# TEXT PASSAGE:
[start]

Five questions for Secret Service after Trump shooting
- Published
Several major questions have emerged for the US Secret Service to answer in the aftermath of the shooting of Donald Trump at a rally in Pennsylvania.
The FBI has taken on the role of lead investigator into the incident, during which one person was killed and two others critically injured - while Trump was wounded in the ear.
As the US demands answers, the Secret Service says it is working to discover "what happened, how it happened, and how we can prevent an incident like this from ever taking place again".
Its chief, Kimberly Cheatle, has been summoned to testify before a committee of the US House of Representatives on 22 July.
Here are some of the questions that experts have started asking.
Why was gunman's roof not secured in advance?
It remains unclear how suspected gunman Thomas Matthew Crooks got access to the roof of a building near the rally that was little more than 130m (430 ft) from Trump.
The rooftop was a known vulnerability before the event, according to NBC News, which cited two sources familiar with Secret Service operations.
“Someone should have been on the roof or securing the building so no one could get on the roof,” NBC quoted one of the sources as saying.
As well as the access question, it has been suggested that the line of sight from the rooftop to Trump's podium area should have been blocked off.

[end]

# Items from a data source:
[start]

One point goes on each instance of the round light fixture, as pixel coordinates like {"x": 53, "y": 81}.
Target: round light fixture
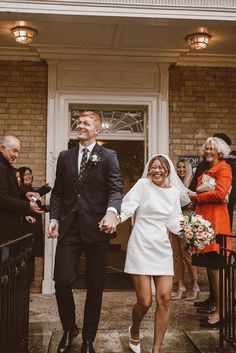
{"x": 24, "y": 35}
{"x": 198, "y": 40}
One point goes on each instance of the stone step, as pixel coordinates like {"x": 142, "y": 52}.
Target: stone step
{"x": 111, "y": 341}
{"x": 207, "y": 342}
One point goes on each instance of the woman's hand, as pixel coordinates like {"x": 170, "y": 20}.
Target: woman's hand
{"x": 192, "y": 195}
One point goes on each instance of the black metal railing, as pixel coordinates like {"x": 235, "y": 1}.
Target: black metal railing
{"x": 15, "y": 266}
{"x": 227, "y": 330}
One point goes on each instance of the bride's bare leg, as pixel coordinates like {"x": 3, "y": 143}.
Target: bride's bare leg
{"x": 162, "y": 314}
{"x": 142, "y": 285}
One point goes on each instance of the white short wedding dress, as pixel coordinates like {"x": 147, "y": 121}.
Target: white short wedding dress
{"x": 156, "y": 210}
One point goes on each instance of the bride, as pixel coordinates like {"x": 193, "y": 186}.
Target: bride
{"x": 155, "y": 202}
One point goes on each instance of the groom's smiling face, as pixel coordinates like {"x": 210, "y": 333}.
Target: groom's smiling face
{"x": 87, "y": 129}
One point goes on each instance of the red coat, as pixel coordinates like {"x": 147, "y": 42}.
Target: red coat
{"x": 210, "y": 204}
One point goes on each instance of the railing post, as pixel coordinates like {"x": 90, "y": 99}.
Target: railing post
{"x": 15, "y": 267}
{"x": 220, "y": 240}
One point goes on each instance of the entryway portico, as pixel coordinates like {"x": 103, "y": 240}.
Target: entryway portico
{"x": 66, "y": 88}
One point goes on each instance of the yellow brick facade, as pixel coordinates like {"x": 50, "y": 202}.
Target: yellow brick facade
{"x": 202, "y": 102}
{"x": 23, "y": 111}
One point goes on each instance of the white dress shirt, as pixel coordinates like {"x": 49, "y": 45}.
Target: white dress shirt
{"x": 81, "y": 151}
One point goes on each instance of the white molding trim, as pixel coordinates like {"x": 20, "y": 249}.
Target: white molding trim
{"x": 198, "y": 9}
{"x": 207, "y": 60}
{"x": 178, "y": 57}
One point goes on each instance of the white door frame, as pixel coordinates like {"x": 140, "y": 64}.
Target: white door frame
{"x": 58, "y": 131}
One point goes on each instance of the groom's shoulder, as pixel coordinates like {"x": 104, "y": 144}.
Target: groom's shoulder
{"x": 66, "y": 153}
{"x": 106, "y": 151}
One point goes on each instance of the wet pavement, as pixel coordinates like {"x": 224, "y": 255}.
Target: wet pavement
{"x": 184, "y": 334}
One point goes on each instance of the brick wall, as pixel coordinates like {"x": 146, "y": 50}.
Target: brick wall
{"x": 202, "y": 102}
{"x": 23, "y": 111}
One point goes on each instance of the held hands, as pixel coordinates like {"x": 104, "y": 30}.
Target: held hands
{"x": 33, "y": 194}
{"x": 34, "y": 207}
{"x": 53, "y": 229}
{"x": 109, "y": 223}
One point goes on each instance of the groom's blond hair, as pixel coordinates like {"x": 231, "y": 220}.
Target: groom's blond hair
{"x": 92, "y": 115}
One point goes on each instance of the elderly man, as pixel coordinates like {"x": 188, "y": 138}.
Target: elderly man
{"x": 12, "y": 208}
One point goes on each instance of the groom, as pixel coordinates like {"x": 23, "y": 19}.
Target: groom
{"x": 84, "y": 207}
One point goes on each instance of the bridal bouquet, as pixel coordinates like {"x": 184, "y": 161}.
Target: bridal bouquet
{"x": 196, "y": 231}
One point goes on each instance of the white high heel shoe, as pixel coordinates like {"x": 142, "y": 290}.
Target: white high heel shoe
{"x": 134, "y": 345}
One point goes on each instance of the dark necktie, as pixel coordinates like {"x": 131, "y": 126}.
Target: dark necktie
{"x": 83, "y": 163}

[end]

Update the Trump shooting article from "Five questions for" up to and including "in the ear." so that "lead investigator" becomes "principal investigator" and the rest stays unchanged.

Five questions for Secret Service after Trump shooting
- Published
Several major questions have emerged for the US Secret Service to answer in the aftermath of the shooting of Donald Trump at a rally in Pennsylvania.
The FBI has taken on the role of principal investigator into the incident, during which one person was killed and two others critically injured - while Trump was wounded in the ear.